■ What needs to be done
Write out the part of the text on Dadd's life and art that opens with the words containing "The present sheet, which" and closes with "and Albert Museum.". Copy it exactly.

■ Provided text
Dadd began drawing when he was about 13, and it seems likely that he learnt the technique of miniature painting during his formative years. In 1837 he entered the Royal Academy Schools, London and was regarded as one of the most promising young artists of his generation. His first submission to the Royal Academy in London dates from 1838, when he exhibited his painting Line Fishing, and also exhibited in 1839, 1840 and 1841.


In 1842 he left England with Sir Thomas Phillips (1801–67), a solicitor and former mayor of Newport, South Wales, accompanying him through Europe and the Middle East to make drawings and record their travels. A sketchbook (London, V&A) surviving from this journey shows the quality of his draughtsmanship. Its pages are crammed with tiny, vivid and meticulously drawn images of heads, figures, boats, landscapes and architecture. Whilst in Egypt he had become suspicious and unpredictable, occasionally bizarre and violent in his behaviour, believing that he was persecuted by devils and that he was under the power of the Egyptian god Osiris. This state of mind was to last the rest of his life.


Dadd returned from this journey in spring 1843 showing unmistakable signs of insanity. In August of that year, having become convinced that his father was the Devil in disguise, Dadd killed him with a knife and fled to France. En route to Paris, Dadd attempted to kill another tourist with a razor but was overpowered and arrested by police. Dadd confessed to killing his father and was returned to England, where in 1844 he was committed to the state criminal lunatic asylum, which was then part of Bethlam Hospital, London. In 1864 he was transferred to the newly built criminal lunatic asylum at Broadmoor (near Crowthorne, Berks), where he died of consumption. He continued to paint throughout nearly 42 years of confinement.


The present sheet, which combines crisp drawing with finely controlled washes of colour and bold strokes of shadow, is a beautiful example of Dadd’s talent. His mastery of the medium and his meticulous attention to detail is obvious, as on the fascinating collection of pages from one of Dadd’s middle-eastern sketchbooks, now in the Victoria and Albert Museum.

Point-per-instance localization data:
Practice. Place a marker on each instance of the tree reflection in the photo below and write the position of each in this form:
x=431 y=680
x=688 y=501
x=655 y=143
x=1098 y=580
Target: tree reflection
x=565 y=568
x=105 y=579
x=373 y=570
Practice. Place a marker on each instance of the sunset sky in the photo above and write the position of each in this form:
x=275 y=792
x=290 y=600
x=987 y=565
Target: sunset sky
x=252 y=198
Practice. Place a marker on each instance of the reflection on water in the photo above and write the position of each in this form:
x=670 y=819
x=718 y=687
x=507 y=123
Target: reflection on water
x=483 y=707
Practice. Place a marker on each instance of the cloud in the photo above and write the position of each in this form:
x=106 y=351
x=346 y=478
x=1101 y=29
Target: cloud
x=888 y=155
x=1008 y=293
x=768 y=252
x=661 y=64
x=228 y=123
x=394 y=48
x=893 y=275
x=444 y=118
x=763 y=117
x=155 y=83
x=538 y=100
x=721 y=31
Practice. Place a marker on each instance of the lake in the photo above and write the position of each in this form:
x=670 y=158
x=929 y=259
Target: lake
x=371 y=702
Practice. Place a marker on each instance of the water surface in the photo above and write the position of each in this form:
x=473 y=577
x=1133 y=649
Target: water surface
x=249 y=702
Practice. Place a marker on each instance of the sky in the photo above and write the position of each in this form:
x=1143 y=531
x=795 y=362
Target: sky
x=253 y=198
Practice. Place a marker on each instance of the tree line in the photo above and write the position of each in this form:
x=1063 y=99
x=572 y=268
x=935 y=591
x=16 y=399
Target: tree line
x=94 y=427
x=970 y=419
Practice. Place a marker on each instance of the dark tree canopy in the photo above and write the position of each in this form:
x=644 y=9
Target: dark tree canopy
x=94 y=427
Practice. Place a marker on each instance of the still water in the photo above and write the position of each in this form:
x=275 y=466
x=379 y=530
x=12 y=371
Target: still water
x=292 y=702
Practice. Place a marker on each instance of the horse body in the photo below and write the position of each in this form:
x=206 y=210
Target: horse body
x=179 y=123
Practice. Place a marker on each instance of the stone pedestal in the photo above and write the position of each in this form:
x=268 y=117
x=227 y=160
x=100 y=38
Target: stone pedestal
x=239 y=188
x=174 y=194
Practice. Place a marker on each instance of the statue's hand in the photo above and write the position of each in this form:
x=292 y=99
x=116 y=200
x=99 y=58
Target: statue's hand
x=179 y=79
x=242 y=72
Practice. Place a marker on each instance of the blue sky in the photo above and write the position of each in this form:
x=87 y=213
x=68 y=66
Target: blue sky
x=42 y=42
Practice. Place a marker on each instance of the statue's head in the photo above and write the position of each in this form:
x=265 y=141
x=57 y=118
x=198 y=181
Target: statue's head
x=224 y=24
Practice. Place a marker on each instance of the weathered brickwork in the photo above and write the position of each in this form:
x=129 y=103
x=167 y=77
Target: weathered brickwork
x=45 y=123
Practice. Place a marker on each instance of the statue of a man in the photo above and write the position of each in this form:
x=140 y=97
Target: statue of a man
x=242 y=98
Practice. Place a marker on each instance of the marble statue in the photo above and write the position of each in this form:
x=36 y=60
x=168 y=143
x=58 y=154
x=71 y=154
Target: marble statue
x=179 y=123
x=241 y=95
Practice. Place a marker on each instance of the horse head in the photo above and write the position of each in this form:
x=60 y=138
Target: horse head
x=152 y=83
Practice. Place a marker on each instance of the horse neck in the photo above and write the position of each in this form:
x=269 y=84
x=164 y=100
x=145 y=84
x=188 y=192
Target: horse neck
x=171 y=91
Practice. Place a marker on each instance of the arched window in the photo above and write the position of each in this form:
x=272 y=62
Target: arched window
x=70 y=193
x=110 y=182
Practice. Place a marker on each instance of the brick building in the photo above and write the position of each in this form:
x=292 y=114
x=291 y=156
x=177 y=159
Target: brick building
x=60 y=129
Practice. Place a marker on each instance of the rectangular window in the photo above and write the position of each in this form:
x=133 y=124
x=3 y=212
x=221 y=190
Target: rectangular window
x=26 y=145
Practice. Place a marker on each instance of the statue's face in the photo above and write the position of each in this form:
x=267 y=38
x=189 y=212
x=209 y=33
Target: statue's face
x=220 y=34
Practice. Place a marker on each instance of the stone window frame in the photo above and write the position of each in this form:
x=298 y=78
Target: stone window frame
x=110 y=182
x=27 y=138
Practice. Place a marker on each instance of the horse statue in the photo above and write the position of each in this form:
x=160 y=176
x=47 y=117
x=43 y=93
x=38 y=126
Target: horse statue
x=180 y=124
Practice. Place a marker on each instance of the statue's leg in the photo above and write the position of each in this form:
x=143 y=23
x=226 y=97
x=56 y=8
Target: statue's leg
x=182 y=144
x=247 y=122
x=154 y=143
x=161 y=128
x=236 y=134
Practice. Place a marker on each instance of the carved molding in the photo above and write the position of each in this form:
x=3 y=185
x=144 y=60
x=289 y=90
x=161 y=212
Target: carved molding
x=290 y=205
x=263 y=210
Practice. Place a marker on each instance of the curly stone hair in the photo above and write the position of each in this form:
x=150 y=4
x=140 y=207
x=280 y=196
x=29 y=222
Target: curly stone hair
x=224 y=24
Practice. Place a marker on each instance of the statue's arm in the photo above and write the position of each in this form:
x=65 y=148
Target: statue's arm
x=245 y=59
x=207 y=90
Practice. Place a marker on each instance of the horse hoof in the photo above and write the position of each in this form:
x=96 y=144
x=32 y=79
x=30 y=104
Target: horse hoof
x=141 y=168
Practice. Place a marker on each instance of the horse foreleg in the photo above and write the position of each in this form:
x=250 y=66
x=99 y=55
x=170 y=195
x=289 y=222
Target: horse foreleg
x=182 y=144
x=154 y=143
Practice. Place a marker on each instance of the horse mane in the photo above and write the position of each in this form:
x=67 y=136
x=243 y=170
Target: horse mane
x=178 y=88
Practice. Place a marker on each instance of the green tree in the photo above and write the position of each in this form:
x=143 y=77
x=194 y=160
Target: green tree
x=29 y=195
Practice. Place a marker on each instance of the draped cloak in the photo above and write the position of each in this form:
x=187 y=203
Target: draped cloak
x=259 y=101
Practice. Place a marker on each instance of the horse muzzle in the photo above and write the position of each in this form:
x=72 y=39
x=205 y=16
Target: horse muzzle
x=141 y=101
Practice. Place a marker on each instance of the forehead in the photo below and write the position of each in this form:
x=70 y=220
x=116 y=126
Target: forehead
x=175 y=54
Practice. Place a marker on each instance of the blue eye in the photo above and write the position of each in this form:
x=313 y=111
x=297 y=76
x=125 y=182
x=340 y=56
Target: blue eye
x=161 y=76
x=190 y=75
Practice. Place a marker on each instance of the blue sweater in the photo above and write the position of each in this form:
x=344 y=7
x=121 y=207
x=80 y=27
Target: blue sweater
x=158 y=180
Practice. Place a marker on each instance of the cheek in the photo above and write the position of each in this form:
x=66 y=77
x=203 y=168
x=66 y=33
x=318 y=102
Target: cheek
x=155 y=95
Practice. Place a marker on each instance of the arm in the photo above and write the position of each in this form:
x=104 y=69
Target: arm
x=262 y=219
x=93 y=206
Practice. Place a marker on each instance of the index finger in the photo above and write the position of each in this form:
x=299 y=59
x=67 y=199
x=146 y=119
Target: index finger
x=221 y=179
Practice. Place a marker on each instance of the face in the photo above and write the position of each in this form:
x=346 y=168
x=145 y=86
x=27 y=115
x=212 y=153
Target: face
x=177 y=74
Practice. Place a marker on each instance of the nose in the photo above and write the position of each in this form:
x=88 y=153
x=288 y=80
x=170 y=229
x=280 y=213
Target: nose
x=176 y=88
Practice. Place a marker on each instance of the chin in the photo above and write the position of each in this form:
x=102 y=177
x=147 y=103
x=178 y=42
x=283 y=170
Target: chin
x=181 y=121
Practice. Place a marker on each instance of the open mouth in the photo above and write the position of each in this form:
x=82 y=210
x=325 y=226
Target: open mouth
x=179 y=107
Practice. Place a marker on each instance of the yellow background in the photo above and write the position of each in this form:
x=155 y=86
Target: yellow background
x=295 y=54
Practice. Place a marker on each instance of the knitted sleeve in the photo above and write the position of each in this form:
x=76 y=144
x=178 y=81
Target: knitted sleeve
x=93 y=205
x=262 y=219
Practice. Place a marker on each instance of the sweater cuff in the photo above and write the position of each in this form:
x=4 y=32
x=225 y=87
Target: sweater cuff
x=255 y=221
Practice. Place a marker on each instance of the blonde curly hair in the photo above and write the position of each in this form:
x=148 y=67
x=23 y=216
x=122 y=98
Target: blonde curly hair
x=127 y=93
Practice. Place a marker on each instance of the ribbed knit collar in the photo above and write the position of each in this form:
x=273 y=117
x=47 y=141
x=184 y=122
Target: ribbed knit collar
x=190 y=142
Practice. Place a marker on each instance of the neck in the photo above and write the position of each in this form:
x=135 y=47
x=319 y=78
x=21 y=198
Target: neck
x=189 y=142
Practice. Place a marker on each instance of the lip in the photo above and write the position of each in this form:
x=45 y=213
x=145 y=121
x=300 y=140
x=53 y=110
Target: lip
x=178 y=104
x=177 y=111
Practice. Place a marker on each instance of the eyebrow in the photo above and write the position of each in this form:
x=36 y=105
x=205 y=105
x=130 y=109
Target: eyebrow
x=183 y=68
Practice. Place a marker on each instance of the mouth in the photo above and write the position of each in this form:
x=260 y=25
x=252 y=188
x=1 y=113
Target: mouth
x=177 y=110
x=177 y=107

■ Exercise solution
The present sheet, which combines crisp drawing with finely controlled washes of colour and bold strokes of shadow, is a beautiful example of Dadd’s talent. His mastery of the medium and his meticulous attention to detail is obvious, as on the fascinating collection of pages from one of Dadd’s middle-eastern sketchbooks, now in the Victoria and Albert Museum.